#### 提示文:

グループインタビューでは、「Instagramや動画配信サービスで見た骨格診断※図5を参考に自己診断をした。骨格ウェーブであることが分かったので、その骨格に似合うファッションを探すようになった。全身で写真を撮ることが多いので、スタイルが良く見えるようにしたい。(女子大学生)」、「パーソナルカラーと骨格診断を参考にしている。失敗せずに自分に似合うものを選ぶために、情報収集を念入りに行う。(女子大学生)」といった声が聞かれました。Z世代の消費価値観の特徴として「間違えたくない消費」がありますが、ファッションにおいてもお買い物の精度を高めるために、自身の骨格やパーソナルカラーなどの診断を活用することが増えています。またそのモチベーションとして、写真や動画で全身を撮影する際に、自分のベストのスタイルが実現できることを重視する人が多いと考えられます。
図4 Q. あなたが服を購入するときに重視する点を教えてください。(複数回答)
n=205 (男性85/女性120)
図5 骨格診断
骨格診断とは、生まれ持った体のラインに合わせて、自分に似合う服や着こなしを診断する方法です。
2020年12月に発表した「SHIBUYA109 lab.トレンド予測2021」の「モノ・コト部門」でも骨格診断が選ばれました。
参照:https://shibuya109lab.jp/article/201208.html
【4】ファッションの情報収集も検索も1位はInstagram。ネット通販は検索ツールとしても利用。
店舗は友達との買い物を楽しむ場となり、ファッションの買い物はエンタメ化。
「自分に似合うかどうか」を重視するZ世代は、どのようにファッションの情報収集をしているのでしょうか。ファッションに関する普段の情報収集とファッションアイテム購入時の検索方法※図6について聞いたところ、普段の情報収集では、1位「Instagram(83.4%)」、2位は同率で「動画配信サービス(40.5%)」、「友達・家族(40.5%)」、3位「TikTok(33.7%)」となりました。
一方、購入時の検索方法では、1位「Instagram(47.8%)」、2位「通販サイト(45.9%)」、3位「ブランド公式HP・SNS(41.5%)」となりました。Instagramは情報収集でも検索でも使われていますが、情報収集では日常的によく見るSNSが多く上がり、購入検討における検索となると通販サイトやブランド公式HP・SNSなど、より商品の詳細情報を取得できる媒体が上がり、普段の情報収集と購入時の検索でフェーズに合わせてツールを使い分けていることが分かります。

#### 設定課題 a:
後に続く行のうち、「Please put a point on each instance of the large」を含む行から始め、行の最後までをもう一度そのまま書いてください。
提示文と各行は互いに無関係です。

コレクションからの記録
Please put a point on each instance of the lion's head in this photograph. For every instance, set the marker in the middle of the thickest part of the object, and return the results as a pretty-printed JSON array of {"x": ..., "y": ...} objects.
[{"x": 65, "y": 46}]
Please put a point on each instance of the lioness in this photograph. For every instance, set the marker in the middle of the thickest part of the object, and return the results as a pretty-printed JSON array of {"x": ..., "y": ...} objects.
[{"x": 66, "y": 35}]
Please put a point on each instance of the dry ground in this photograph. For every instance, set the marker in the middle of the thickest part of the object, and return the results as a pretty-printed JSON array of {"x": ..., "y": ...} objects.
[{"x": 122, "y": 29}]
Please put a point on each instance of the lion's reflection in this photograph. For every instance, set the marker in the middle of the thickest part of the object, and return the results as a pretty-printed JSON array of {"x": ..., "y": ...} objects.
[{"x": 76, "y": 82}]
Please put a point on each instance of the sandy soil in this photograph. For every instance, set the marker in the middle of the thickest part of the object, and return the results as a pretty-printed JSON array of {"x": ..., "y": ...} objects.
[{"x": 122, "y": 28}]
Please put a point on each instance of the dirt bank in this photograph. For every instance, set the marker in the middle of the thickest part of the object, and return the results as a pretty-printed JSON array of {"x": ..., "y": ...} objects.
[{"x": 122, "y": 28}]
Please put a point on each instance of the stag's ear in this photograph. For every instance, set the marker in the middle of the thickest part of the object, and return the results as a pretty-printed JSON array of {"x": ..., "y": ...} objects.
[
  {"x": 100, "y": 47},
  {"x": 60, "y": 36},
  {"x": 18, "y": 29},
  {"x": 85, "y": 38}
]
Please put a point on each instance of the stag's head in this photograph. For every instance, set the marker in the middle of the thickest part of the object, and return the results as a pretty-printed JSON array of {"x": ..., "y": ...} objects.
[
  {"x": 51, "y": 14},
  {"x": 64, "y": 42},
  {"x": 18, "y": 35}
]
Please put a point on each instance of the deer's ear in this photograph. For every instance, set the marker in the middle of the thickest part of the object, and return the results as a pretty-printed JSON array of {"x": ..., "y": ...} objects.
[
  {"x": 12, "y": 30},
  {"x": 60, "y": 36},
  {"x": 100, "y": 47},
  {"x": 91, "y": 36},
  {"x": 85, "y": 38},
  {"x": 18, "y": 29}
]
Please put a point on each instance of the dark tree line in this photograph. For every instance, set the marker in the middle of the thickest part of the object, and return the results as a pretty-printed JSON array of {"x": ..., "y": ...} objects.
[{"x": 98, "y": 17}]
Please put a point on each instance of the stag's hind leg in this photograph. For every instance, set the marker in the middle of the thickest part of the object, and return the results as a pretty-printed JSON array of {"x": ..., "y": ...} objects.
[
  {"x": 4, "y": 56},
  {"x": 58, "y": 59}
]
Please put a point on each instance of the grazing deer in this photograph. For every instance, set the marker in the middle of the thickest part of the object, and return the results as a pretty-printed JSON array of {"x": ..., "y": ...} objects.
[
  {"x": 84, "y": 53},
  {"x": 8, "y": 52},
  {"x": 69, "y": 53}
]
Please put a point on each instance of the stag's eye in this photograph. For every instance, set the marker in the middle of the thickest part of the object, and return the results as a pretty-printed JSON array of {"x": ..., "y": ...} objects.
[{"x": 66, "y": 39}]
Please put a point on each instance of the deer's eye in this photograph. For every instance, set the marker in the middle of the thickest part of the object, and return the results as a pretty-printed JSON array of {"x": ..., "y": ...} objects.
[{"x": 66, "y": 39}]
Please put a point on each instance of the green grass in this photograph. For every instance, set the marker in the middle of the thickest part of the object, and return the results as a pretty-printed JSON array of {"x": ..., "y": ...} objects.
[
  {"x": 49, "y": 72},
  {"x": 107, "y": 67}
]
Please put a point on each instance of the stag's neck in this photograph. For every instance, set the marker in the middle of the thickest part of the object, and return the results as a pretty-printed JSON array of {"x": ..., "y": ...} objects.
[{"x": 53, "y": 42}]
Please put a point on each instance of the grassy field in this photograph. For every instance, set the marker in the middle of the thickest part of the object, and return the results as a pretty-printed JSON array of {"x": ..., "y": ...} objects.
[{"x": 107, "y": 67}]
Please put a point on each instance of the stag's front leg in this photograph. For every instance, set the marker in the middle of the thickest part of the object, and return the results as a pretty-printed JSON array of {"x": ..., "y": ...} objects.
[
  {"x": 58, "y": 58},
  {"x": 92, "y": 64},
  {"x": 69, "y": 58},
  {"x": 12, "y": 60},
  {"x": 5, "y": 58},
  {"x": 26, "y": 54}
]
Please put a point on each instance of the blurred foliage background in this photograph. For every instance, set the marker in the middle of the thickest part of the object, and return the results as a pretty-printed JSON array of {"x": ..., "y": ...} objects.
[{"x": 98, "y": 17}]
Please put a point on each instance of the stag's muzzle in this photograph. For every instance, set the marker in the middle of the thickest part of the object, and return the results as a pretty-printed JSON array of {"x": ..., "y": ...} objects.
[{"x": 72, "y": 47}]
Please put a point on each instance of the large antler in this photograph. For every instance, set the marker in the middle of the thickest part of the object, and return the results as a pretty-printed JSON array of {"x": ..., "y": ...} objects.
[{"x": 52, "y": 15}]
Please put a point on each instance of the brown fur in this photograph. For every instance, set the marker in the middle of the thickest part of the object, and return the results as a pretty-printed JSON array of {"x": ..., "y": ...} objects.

#### 設定課題 b:
提示文の「一方、購入時の検索方法では」で始まる段落を、主要な事実を残して箇条書きにまとめてください。

#### 回答全文 a:
Please put a point on each instance of the large antler in this photograph. For every instance, set the marker in the middle of the thickest part of the object, and return the results as a pretty-printed JSON array of {"x": ..., "y": ...} objects.
[{"x": 52, "y": 15}]
Please put a point on each instance of the brown fur in this photograph. For every instance, set the marker in the middle of the thickest part of the object, and return the results as a pretty-printed JSON array of {"x": ..., "y": ...} objects.

#### 回答全文 b:
- 購入時の検索方法の順位は、1位がInstagram(47.8%)、2位が通販サイト(45.9%)、3位がブランド公式HP・SNS(41.5%)である。
- Instagramは、普段の情報収集と購入時の検索の両方で使われている。
- 普段の情報収集では、日常的によく見るSNSが多く挙がる。
- 購入検討時の検索では、通販サイトやブランド公式HP・SNSなど、商品の詳細情報を得やすい媒体が挙がる。
- 以上から、フェーズに合わせてツールを使い分けていることが分かる。